● **Texte source**
┌──

Le bijou en losange du verso n’a guère de lien avec l’inscription « memor fui dierum antiquorum » ; en revanche, il fonctionne parfaitement comme « miroir refermé », avec son couvercle frappé de la Croix, l’instrument du pardon divin.
Pris entre des contraintes multiples, l’imagier ne cherchait pas à faire sens à chaque image : mais du moins en suggérait-il la possibilité, procurant au lecteur d’alors comme d’aujourd’hui le plaisir de la devinette.
La meilleure pratique (SCOOP !)
Die best Practica, 1498, Leipzig, imprimé par Konrad Kachelofen, Wurttembergische Landesbibliothek,Stuttgart, Inc. fol. 13312b
Cette feuille volante a pour titre deux vers humoristiques :
La meilleure des prédictions, je veux dire, est exacte pour tout le monde |
Die best Practica ich mein , trifft an alle mensche gemein |
Les sous-titres des deux images font une jeu de mot entre Angel (le hameçon) et Engel (l’ange), qui en allemand comme en français est quelquefois féminin).
L’image compare donc le miroir à un hameçon :
- celui de la mauvaise ange ne montre rien au couple d’amoureux et les laisse dans l’illusion ;
- celui de la bonne ange montre un crâne aux trois passants, les invitant à se préparer à la mort.
Sont également comparées deux espèces de chardon [41] :
- à gauche, avec ses tiges piquantes, probablement le « chardon aux ânes » (Onopordum acanthium) connu pour les flatulences qu’il occasionne à ces animaux ;
- à droite, une plante comestible, probablement un cardon cultivé (Cynara cardunculus).

└──

● **Items enregistrés du corpus**
┌──

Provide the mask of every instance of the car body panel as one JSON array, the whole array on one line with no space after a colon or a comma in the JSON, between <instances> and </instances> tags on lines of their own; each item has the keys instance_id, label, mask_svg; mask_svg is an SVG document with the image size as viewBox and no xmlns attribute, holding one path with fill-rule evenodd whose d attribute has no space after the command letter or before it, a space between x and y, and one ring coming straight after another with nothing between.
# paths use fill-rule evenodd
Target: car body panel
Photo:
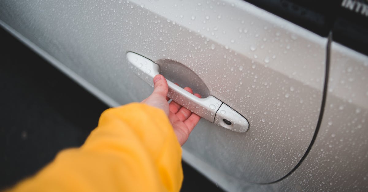
<instances>
[{"instance_id":1,"label":"car body panel","mask_svg":"<svg viewBox=\"0 0 368 192\"><path fill-rule=\"evenodd\" d=\"M296 184L314 179L297 169L274 184L252 184L286 175L309 146L322 104L326 38L235 0L3 1L0 20L112 106L152 90L130 70L128 51L191 69L209 94L250 122L239 134L202 120L183 147L183 158L224 189L316 184Z\"/></svg>"}]
</instances>

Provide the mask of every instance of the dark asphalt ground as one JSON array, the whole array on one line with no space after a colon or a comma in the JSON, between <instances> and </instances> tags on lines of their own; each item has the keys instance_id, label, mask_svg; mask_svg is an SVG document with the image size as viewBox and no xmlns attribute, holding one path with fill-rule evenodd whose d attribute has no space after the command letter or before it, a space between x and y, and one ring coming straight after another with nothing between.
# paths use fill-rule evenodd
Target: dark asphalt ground
<instances>
[{"instance_id":1,"label":"dark asphalt ground","mask_svg":"<svg viewBox=\"0 0 368 192\"><path fill-rule=\"evenodd\" d=\"M0 189L80 146L107 106L0 28ZM183 162L181 191L222 191Z\"/></svg>"}]
</instances>

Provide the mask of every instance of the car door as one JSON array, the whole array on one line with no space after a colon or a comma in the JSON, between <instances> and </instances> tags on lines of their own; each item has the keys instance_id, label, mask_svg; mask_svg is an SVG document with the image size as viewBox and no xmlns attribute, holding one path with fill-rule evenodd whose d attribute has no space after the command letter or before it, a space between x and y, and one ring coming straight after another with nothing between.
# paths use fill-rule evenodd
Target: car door
<instances>
[{"instance_id":1,"label":"car door","mask_svg":"<svg viewBox=\"0 0 368 192\"><path fill-rule=\"evenodd\" d=\"M328 40L248 3L5 0L0 8L1 25L112 106L152 91L132 70L132 52L246 119L239 133L202 118L183 146L185 161L228 190L282 178L313 138Z\"/></svg>"}]
</instances>

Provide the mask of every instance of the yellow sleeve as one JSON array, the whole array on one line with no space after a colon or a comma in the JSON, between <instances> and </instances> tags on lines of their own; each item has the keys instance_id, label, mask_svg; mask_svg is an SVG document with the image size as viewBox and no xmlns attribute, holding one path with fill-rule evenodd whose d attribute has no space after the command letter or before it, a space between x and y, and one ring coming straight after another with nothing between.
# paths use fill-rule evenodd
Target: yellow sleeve
<instances>
[{"instance_id":1,"label":"yellow sleeve","mask_svg":"<svg viewBox=\"0 0 368 192\"><path fill-rule=\"evenodd\" d=\"M35 176L10 190L178 191L181 158L164 111L131 103L105 111L81 147L59 152Z\"/></svg>"}]
</instances>

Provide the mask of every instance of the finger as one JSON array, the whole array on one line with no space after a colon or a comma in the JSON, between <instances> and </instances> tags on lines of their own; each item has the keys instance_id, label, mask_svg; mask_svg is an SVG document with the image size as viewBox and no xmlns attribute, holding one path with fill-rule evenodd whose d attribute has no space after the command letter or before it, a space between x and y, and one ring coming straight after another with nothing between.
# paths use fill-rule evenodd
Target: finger
<instances>
[{"instance_id":1,"label":"finger","mask_svg":"<svg viewBox=\"0 0 368 192\"><path fill-rule=\"evenodd\" d=\"M169 86L166 79L162 75L157 75L153 78L154 88L152 95L159 95L166 98L169 91Z\"/></svg>"},{"instance_id":2,"label":"finger","mask_svg":"<svg viewBox=\"0 0 368 192\"><path fill-rule=\"evenodd\" d=\"M175 84L178 85L177 83ZM193 93L193 91L192 90L192 89L188 87L186 87L184 88L184 89L187 91L191 93ZM173 112L174 114L177 113L178 111L179 111L179 110L180 110L181 108L181 105L174 101L171 101L171 102L170 102L170 104L169 104L169 109L170 110L170 111Z\"/></svg>"},{"instance_id":3,"label":"finger","mask_svg":"<svg viewBox=\"0 0 368 192\"><path fill-rule=\"evenodd\" d=\"M169 104L169 109L170 110L170 111L174 114L177 113L181 108L181 106L174 101L171 101L170 103Z\"/></svg>"},{"instance_id":4,"label":"finger","mask_svg":"<svg viewBox=\"0 0 368 192\"><path fill-rule=\"evenodd\" d=\"M186 87L184 89L191 93L193 94L193 90L190 88ZM176 115L177 115L179 119L182 121L184 121L187 120L187 119L191 114L192 111L191 111L190 110L185 107L181 108L177 113L176 113Z\"/></svg>"},{"instance_id":5,"label":"finger","mask_svg":"<svg viewBox=\"0 0 368 192\"><path fill-rule=\"evenodd\" d=\"M193 113L192 113L192 114L187 120L184 121L184 124L185 124L188 127L190 133L192 131L195 125L197 125L197 124L198 123L200 119L200 117Z\"/></svg>"}]
</instances>

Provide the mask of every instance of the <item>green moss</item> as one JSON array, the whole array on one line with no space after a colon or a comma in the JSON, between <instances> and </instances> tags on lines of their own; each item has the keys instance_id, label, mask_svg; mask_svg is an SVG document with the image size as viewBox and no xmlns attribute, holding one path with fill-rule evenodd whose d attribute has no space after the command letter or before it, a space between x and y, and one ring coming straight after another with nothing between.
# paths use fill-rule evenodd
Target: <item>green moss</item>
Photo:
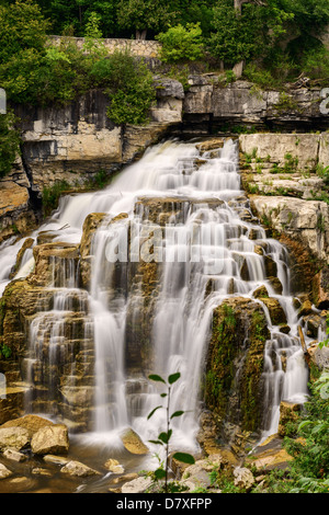
<instances>
[{"instance_id":1,"label":"green moss","mask_svg":"<svg viewBox=\"0 0 329 515\"><path fill-rule=\"evenodd\" d=\"M205 378L206 404L220 420L228 414L239 417L246 431L257 430L260 423L260 378L268 337L265 314L251 300L236 298L215 309Z\"/></svg>"}]
</instances>

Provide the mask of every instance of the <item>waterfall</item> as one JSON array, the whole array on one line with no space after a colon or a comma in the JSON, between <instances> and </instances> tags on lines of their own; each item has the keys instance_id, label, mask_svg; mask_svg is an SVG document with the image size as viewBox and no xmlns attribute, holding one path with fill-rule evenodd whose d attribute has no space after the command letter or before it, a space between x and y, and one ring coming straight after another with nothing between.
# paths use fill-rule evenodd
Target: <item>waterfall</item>
<instances>
[{"instance_id":1,"label":"waterfall","mask_svg":"<svg viewBox=\"0 0 329 515\"><path fill-rule=\"evenodd\" d=\"M150 421L147 414L158 405L161 390L147 375L180 371L171 405L184 414L173 423L173 443L193 449L213 310L230 296L253 299L252 293L265 286L287 320L283 333L257 300L271 333L264 351L266 415L261 430L263 436L274 433L281 400L305 399L307 368L290 291L288 256L265 237L249 209L236 142L226 139L223 148L207 152L201 152L197 141L156 145L105 190L61 198L52 219L32 238L36 242L41 232L52 232L53 242L78 244L91 213L106 216L92 240L89 291L79 287L77 263L66 260L49 285L53 301L30 327L26 380L33 381L45 342L50 369L56 360L70 359L67 343L75 345L75 334L73 329L67 332L66 316L70 313L73 328L82 313L86 355L91 341L94 353L92 432L105 437L131 426L146 440L157 437L164 412L158 410ZM8 241L0 248L1 291L21 244ZM266 274L266 259L275 266L280 294ZM26 276L32 266L29 250L15 277ZM71 364L71 384L75 374ZM49 377L54 382L44 389L69 392L69 379L63 388Z\"/></svg>"}]
</instances>

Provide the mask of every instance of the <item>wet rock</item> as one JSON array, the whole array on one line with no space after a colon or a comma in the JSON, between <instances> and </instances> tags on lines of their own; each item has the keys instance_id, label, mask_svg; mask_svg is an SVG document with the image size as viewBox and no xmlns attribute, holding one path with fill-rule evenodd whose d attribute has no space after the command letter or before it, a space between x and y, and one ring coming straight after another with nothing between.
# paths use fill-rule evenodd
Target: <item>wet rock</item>
<instances>
[{"instance_id":1,"label":"wet rock","mask_svg":"<svg viewBox=\"0 0 329 515\"><path fill-rule=\"evenodd\" d=\"M25 461L26 456L23 453L19 453L15 449L5 449L3 451L3 456L7 459L11 459L12 461Z\"/></svg>"},{"instance_id":2,"label":"wet rock","mask_svg":"<svg viewBox=\"0 0 329 515\"><path fill-rule=\"evenodd\" d=\"M13 266L13 270L10 274L10 278L14 277L14 275L19 272L22 263L23 255L27 249L31 249L34 244L34 239L33 238L26 238L24 243L22 244L21 249L18 252L16 255L16 262Z\"/></svg>"},{"instance_id":3,"label":"wet rock","mask_svg":"<svg viewBox=\"0 0 329 515\"><path fill-rule=\"evenodd\" d=\"M234 469L235 485L242 490L250 490L254 483L252 472L246 467L236 467Z\"/></svg>"},{"instance_id":4,"label":"wet rock","mask_svg":"<svg viewBox=\"0 0 329 515\"><path fill-rule=\"evenodd\" d=\"M132 428L124 431L121 434L121 439L125 448L134 455L145 455L149 451L148 447Z\"/></svg>"},{"instance_id":5,"label":"wet rock","mask_svg":"<svg viewBox=\"0 0 329 515\"><path fill-rule=\"evenodd\" d=\"M319 314L308 314L303 318L304 323L306 324L306 334L310 337L317 337L319 328L321 327L322 319Z\"/></svg>"},{"instance_id":6,"label":"wet rock","mask_svg":"<svg viewBox=\"0 0 329 515\"><path fill-rule=\"evenodd\" d=\"M21 450L30 444L27 430L23 427L0 427L0 450Z\"/></svg>"},{"instance_id":7,"label":"wet rock","mask_svg":"<svg viewBox=\"0 0 329 515\"><path fill-rule=\"evenodd\" d=\"M314 277L313 296L318 309L329 308L329 267L322 268Z\"/></svg>"},{"instance_id":8,"label":"wet rock","mask_svg":"<svg viewBox=\"0 0 329 515\"><path fill-rule=\"evenodd\" d=\"M277 434L280 436L285 436L286 434L286 424L290 422L297 422L298 414L300 412L302 404L297 402L281 401L280 403L280 421L277 427Z\"/></svg>"},{"instance_id":9,"label":"wet rock","mask_svg":"<svg viewBox=\"0 0 329 515\"><path fill-rule=\"evenodd\" d=\"M270 255L264 256L264 266L265 266L265 273L266 273L268 278L276 276L277 265L276 265L275 261Z\"/></svg>"},{"instance_id":10,"label":"wet rock","mask_svg":"<svg viewBox=\"0 0 329 515\"><path fill-rule=\"evenodd\" d=\"M12 476L13 472L9 470L3 464L0 464L0 479L7 479Z\"/></svg>"},{"instance_id":11,"label":"wet rock","mask_svg":"<svg viewBox=\"0 0 329 515\"><path fill-rule=\"evenodd\" d=\"M34 454L66 454L69 449L68 428L64 424L42 427L32 437L31 448Z\"/></svg>"},{"instance_id":12,"label":"wet rock","mask_svg":"<svg viewBox=\"0 0 329 515\"><path fill-rule=\"evenodd\" d=\"M257 288L252 296L256 298L256 299L259 299L259 298L264 298L264 297L269 297L269 291L266 289L265 286L260 286L259 288Z\"/></svg>"},{"instance_id":13,"label":"wet rock","mask_svg":"<svg viewBox=\"0 0 329 515\"><path fill-rule=\"evenodd\" d=\"M220 458L218 462L220 462ZM190 492L200 488L207 489L211 485L209 472L214 467L208 459L198 460L184 470L180 483L188 487Z\"/></svg>"},{"instance_id":14,"label":"wet rock","mask_svg":"<svg viewBox=\"0 0 329 515\"><path fill-rule=\"evenodd\" d=\"M124 473L124 468L116 459L107 459L104 464L105 469L110 470L113 473Z\"/></svg>"},{"instance_id":15,"label":"wet rock","mask_svg":"<svg viewBox=\"0 0 329 515\"><path fill-rule=\"evenodd\" d=\"M279 277L268 277L268 281L276 295L282 295L283 286Z\"/></svg>"},{"instance_id":16,"label":"wet rock","mask_svg":"<svg viewBox=\"0 0 329 515\"><path fill-rule=\"evenodd\" d=\"M298 309L298 316L304 317L309 313L311 313L311 302L310 300L305 300Z\"/></svg>"},{"instance_id":17,"label":"wet rock","mask_svg":"<svg viewBox=\"0 0 329 515\"><path fill-rule=\"evenodd\" d=\"M208 152L209 150L216 150L217 148L222 148L224 146L223 138L212 138L196 145L197 150L201 153Z\"/></svg>"},{"instance_id":18,"label":"wet rock","mask_svg":"<svg viewBox=\"0 0 329 515\"><path fill-rule=\"evenodd\" d=\"M286 314L277 299L263 297L260 300L266 306L273 325L286 324Z\"/></svg>"},{"instance_id":19,"label":"wet rock","mask_svg":"<svg viewBox=\"0 0 329 515\"><path fill-rule=\"evenodd\" d=\"M49 478L53 476L53 472L50 472L50 470L43 469L42 467L36 467L36 468L32 469L31 473L33 476L46 476L46 477L49 477Z\"/></svg>"},{"instance_id":20,"label":"wet rock","mask_svg":"<svg viewBox=\"0 0 329 515\"><path fill-rule=\"evenodd\" d=\"M205 403L218 421L218 430L224 430L228 413L242 431L259 426L262 413L259 385L268 337L268 322L259 302L243 297L227 298L214 310Z\"/></svg>"},{"instance_id":21,"label":"wet rock","mask_svg":"<svg viewBox=\"0 0 329 515\"><path fill-rule=\"evenodd\" d=\"M152 484L152 479L151 478L137 478L134 479L133 481L129 481L128 483L125 483L121 491L122 493L144 493L146 492Z\"/></svg>"},{"instance_id":22,"label":"wet rock","mask_svg":"<svg viewBox=\"0 0 329 515\"><path fill-rule=\"evenodd\" d=\"M329 347L324 345L322 348L319 347L318 343L309 345L307 348L310 362L319 370L329 369Z\"/></svg>"},{"instance_id":23,"label":"wet rock","mask_svg":"<svg viewBox=\"0 0 329 515\"><path fill-rule=\"evenodd\" d=\"M22 476L20 478L11 478L5 481L5 492L10 493L25 493L36 487L36 481L32 478ZM1 489L1 485L0 485ZM0 490L1 492L1 490Z\"/></svg>"},{"instance_id":24,"label":"wet rock","mask_svg":"<svg viewBox=\"0 0 329 515\"><path fill-rule=\"evenodd\" d=\"M68 476L77 476L79 478L87 478L89 476L97 476L100 474L97 470L88 467L80 461L68 461L61 469L60 472L66 473Z\"/></svg>"},{"instance_id":25,"label":"wet rock","mask_svg":"<svg viewBox=\"0 0 329 515\"><path fill-rule=\"evenodd\" d=\"M137 472L132 472L132 473L125 473L124 476L120 476L118 478L113 478L111 479L110 483L111 484L118 484L118 483L127 483L129 481L133 481L134 479L138 478Z\"/></svg>"},{"instance_id":26,"label":"wet rock","mask_svg":"<svg viewBox=\"0 0 329 515\"><path fill-rule=\"evenodd\" d=\"M271 435L259 445L246 459L256 470L269 472L273 469L285 470L290 468L293 457L282 447L283 439L277 434Z\"/></svg>"},{"instance_id":27,"label":"wet rock","mask_svg":"<svg viewBox=\"0 0 329 515\"><path fill-rule=\"evenodd\" d=\"M70 461L69 458L66 458L64 456L54 456L54 455L46 455L43 457L43 459L47 464L54 464L54 465L60 465L60 466L65 466L66 464Z\"/></svg>"},{"instance_id":28,"label":"wet rock","mask_svg":"<svg viewBox=\"0 0 329 515\"><path fill-rule=\"evenodd\" d=\"M291 332L291 327L284 323L280 325L279 330L281 333L288 334Z\"/></svg>"},{"instance_id":29,"label":"wet rock","mask_svg":"<svg viewBox=\"0 0 329 515\"><path fill-rule=\"evenodd\" d=\"M1 427L23 427L29 432L30 438L42 427L54 425L54 422L38 415L24 415L2 424Z\"/></svg>"}]
</instances>

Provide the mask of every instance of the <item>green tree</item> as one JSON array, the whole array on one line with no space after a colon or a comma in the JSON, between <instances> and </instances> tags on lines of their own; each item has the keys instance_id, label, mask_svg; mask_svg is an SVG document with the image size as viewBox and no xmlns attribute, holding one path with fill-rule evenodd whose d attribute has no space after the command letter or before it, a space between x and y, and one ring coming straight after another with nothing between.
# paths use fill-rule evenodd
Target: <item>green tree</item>
<instances>
[{"instance_id":1,"label":"green tree","mask_svg":"<svg viewBox=\"0 0 329 515\"><path fill-rule=\"evenodd\" d=\"M179 24L158 34L162 44L160 58L164 62L193 61L203 55L202 30L200 23Z\"/></svg>"},{"instance_id":2,"label":"green tree","mask_svg":"<svg viewBox=\"0 0 329 515\"><path fill-rule=\"evenodd\" d=\"M46 54L48 22L32 0L0 7L0 83L9 100L29 102Z\"/></svg>"},{"instance_id":3,"label":"green tree","mask_svg":"<svg viewBox=\"0 0 329 515\"><path fill-rule=\"evenodd\" d=\"M209 50L229 66L260 58L282 37L292 18L276 0L219 0L214 8Z\"/></svg>"},{"instance_id":4,"label":"green tree","mask_svg":"<svg viewBox=\"0 0 329 515\"><path fill-rule=\"evenodd\" d=\"M136 39L145 39L147 32L166 30L174 20L168 2L159 0L120 0L117 7L118 26L135 32Z\"/></svg>"},{"instance_id":5,"label":"green tree","mask_svg":"<svg viewBox=\"0 0 329 515\"><path fill-rule=\"evenodd\" d=\"M109 95L111 104L107 115L115 124L139 125L147 122L148 111L156 100L154 78L128 48L95 61L91 77L93 84Z\"/></svg>"},{"instance_id":6,"label":"green tree","mask_svg":"<svg viewBox=\"0 0 329 515\"><path fill-rule=\"evenodd\" d=\"M20 152L20 136L11 111L0 114L0 178L7 175Z\"/></svg>"}]
</instances>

└──

● **Consignes**
A. D'après le texte sur les miroirs, qu'est-ce qui permet de comparer le miroir à un hameçon ? Répondez en une à trois phrases.
B. Résumez le texte sur les miroirs en deux phrases.
C. Poursuivez le texte sur les miroirs à partir de sa dernière phrase.
Les items forment un matériau à part, indépendant du texte source.

● **Réponses**
A. Les sous-titres des deux images jouent sur les mots allemands Angel, l'hameçon, et Engel, l'ange. De ce jeu de mots découle la comparaison du miroir avec un hameçon.

B. Pris entre des contraintes multiples, l'imagier ne cherchait pas à donner un sens à chaque image mais en suggérait la possibilité : le bijou en losange, par exemple, fonctionne comme un « miroir refermé » frappé de la Croix. La feuille volante Die best Practica, imprimée à Leipzig en 1498, joue sur Angel et Engel pour comparer le miroir à un hameçon qui laisse le couple d'amoureux dans l'illusion ou qui montre un crâne aux passants, et elle oppose aussi deux espèces de chardon.

C.
Les textes en dessous des deux images comparent le discours mensonger du miroir vide, et le discours de vérité du miroir macabre :
Regarde ce miroir avec joie Toi belle femme, toi homme fier Regarde avec quelle finesse tu as été créé Suis mes conseils, pas ceux des prêtres Orne tes vêtements et ton corps Pour que ton monde reste à midi Où tu trouves la joie, prend-la. Quand tu vieilliras, ne t’en soucie pas Aies de la joie et du plaisir maintenant Jusqu’à ce que le monde te donne des vacances Ne pense pas à la mort Mors dans les bonnes choses, tel est mon conseil Cherche l’honorable et le bon, Tu vivras encore de nombreuses années Ne laisse pas la mort s’approcher Bats-toi toujours, comme il se doit. |
O humain considère à tout moment Que tu seras ce que cette chose est. Ne suis pas les conseils du diable, Son miroir apporte la mort à l’âme C’est quand tu crois être à ton mieux Que la mort vient et te balaye. Qui regarde à propos ce miroir-ci L’évite et trouve la vie. Il verra aussi Dieu en tout temps. O humain tu ferais mieux de te réjouir De te voir encore charnu. Ce que tu y trouves, tu le seras bientôt Méprise les frivolités mondaines Ainsi ton âme sera préparée pour Dieu Ton cœur peut se tenir dans la joie Et Dieu du ciel te donne la couronne. |
Tout comme dans le tampon de Dublin ou le Livre d’heures de Jeanne la Folle, le miroir est ici découplé de sa fonction optique, puisqu’il montre un seul crâne et non pas trois : il faut plutôt le comprendre comme un oeilleton, fermé aux orgueilleux et ouvert pour les bonnes gens, qui leur cache ou leur montre la Mort tapie au revers du monde.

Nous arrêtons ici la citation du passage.